# START OF Data for the task

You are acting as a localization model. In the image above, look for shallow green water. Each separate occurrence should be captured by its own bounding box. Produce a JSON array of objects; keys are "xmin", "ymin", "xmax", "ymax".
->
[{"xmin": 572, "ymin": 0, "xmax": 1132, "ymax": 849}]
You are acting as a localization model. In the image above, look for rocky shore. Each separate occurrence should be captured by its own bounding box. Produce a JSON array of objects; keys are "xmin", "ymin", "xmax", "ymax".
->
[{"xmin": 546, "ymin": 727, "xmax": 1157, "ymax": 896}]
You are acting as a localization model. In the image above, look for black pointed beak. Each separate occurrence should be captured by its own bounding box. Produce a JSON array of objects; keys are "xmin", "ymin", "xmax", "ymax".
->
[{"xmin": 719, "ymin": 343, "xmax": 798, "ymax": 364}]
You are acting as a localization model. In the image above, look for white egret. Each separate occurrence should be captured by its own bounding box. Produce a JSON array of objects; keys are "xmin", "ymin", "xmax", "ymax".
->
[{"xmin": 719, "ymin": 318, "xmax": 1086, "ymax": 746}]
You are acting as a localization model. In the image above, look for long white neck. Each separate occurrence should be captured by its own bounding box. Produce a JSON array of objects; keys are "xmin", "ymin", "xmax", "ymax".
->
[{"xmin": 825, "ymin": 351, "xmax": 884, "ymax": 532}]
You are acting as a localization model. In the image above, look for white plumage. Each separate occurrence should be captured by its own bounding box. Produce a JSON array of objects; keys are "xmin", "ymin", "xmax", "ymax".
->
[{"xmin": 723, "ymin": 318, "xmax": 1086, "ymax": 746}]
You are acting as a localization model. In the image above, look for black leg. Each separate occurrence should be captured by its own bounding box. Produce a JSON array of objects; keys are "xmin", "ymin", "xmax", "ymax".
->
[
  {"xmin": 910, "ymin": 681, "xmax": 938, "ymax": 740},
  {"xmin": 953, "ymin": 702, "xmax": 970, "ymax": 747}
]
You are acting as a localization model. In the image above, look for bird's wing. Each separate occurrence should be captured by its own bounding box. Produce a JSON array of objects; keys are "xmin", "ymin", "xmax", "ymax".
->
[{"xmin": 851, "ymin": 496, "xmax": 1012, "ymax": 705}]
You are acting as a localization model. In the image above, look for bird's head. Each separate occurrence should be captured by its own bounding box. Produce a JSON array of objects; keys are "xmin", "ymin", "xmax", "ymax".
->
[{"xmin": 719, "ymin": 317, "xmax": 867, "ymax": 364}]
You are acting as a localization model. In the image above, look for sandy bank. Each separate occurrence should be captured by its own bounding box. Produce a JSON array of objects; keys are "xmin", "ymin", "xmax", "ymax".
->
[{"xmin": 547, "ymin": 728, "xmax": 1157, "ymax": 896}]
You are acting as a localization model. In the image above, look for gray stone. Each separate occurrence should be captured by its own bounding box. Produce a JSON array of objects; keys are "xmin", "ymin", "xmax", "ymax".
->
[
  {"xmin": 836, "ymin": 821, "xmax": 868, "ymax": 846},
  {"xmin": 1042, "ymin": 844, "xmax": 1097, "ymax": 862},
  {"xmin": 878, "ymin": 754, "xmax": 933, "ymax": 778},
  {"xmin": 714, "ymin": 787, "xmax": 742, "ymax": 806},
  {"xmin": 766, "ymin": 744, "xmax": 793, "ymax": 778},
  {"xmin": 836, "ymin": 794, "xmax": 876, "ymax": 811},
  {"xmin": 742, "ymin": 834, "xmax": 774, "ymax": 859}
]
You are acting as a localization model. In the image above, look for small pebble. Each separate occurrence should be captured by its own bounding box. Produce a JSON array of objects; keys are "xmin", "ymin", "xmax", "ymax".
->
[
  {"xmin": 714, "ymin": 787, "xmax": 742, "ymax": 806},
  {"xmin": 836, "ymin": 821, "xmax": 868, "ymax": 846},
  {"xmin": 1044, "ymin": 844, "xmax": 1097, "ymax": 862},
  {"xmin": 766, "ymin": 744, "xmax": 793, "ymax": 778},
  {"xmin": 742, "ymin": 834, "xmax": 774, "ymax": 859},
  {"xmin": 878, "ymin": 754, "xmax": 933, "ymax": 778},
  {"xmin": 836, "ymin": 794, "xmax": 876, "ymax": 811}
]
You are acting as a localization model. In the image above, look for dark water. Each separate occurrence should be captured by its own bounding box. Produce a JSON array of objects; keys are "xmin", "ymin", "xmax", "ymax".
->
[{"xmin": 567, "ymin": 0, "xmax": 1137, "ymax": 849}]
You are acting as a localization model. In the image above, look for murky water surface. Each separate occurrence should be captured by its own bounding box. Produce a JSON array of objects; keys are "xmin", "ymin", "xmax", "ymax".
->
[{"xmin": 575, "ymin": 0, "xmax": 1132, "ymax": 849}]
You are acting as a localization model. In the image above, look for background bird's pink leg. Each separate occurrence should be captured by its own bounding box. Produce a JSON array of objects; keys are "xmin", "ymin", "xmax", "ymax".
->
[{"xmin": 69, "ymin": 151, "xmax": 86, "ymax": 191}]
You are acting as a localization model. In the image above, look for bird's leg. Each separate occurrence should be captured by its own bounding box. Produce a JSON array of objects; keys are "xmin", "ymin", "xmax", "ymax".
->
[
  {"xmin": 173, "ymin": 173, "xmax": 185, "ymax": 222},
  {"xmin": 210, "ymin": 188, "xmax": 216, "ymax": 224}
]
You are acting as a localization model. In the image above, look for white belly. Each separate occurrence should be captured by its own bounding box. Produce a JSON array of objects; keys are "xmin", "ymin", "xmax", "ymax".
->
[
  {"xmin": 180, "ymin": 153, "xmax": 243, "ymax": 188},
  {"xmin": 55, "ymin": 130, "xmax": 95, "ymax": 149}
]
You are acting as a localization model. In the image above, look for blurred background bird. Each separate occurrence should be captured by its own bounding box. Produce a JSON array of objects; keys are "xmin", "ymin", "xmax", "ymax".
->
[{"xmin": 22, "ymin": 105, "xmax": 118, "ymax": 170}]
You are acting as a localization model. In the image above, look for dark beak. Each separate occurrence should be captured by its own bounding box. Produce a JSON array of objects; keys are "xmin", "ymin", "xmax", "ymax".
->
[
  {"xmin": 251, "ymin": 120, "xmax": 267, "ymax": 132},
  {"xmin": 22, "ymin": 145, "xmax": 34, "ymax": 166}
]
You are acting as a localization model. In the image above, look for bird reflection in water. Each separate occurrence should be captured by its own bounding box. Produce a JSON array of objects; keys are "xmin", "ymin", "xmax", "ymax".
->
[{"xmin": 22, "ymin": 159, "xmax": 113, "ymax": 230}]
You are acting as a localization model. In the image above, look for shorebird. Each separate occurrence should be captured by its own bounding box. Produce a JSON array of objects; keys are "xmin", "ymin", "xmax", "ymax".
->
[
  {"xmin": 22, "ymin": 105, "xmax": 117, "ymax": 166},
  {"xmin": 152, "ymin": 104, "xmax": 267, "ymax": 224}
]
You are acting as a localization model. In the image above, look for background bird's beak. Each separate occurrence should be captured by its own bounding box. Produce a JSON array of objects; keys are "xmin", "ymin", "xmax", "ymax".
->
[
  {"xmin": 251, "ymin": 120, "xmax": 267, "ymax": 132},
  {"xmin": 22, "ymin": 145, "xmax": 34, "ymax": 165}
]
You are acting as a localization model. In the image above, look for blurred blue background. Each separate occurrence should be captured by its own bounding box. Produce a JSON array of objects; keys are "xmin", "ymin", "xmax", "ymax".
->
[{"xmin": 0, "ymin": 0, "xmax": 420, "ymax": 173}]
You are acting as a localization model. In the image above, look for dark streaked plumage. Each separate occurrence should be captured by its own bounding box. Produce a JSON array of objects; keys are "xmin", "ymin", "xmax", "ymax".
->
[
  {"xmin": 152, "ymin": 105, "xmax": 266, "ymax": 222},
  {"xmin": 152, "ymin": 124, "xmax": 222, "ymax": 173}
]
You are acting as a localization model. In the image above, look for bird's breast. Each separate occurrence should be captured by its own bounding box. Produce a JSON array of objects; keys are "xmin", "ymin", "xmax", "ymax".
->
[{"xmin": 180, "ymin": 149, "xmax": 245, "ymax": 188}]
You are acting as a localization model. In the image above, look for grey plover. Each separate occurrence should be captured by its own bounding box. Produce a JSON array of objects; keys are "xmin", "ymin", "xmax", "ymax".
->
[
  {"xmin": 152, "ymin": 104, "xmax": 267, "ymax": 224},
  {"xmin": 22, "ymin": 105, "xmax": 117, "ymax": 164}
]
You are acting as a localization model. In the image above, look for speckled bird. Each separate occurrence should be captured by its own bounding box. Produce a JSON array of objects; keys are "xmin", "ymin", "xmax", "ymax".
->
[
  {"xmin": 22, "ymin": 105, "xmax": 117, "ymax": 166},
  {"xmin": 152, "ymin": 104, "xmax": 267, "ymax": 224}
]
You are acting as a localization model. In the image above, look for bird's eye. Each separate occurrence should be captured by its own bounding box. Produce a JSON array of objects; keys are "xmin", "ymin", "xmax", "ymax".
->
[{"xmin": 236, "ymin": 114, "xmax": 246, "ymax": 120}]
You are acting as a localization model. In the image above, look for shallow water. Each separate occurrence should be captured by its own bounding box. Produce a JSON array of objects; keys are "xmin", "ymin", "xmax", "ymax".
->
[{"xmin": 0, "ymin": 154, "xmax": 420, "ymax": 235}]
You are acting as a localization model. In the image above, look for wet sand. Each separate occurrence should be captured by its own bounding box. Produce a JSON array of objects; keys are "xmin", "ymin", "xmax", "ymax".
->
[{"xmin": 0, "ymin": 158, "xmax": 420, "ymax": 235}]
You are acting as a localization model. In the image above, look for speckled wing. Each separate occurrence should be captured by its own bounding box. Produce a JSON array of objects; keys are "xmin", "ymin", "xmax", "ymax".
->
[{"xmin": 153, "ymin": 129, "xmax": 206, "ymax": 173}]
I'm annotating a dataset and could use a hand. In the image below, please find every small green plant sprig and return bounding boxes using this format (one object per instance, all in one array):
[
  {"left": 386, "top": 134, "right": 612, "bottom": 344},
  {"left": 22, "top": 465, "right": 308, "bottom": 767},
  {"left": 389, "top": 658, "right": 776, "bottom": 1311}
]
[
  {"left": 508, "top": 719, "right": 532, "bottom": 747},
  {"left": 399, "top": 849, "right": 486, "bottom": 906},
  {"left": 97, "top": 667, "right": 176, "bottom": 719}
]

# END OF Data for the task

Report every line of the material above that contains the string "shallow", copying each such line in full.

You are acting as a localization model. In the image above, look for shallow green water. Each separate occurrence should be captured by its own bounding box. Produce a JSON array of objects; keys are "xmin", "ymin", "xmax", "ymax".
You are acting as a localization model. In the image above, look for shallow water. Each separate occurrence should be captured by its own bounding box. Produce a JSON array of objects; keys are "xmin", "ymin", "xmax", "ymax".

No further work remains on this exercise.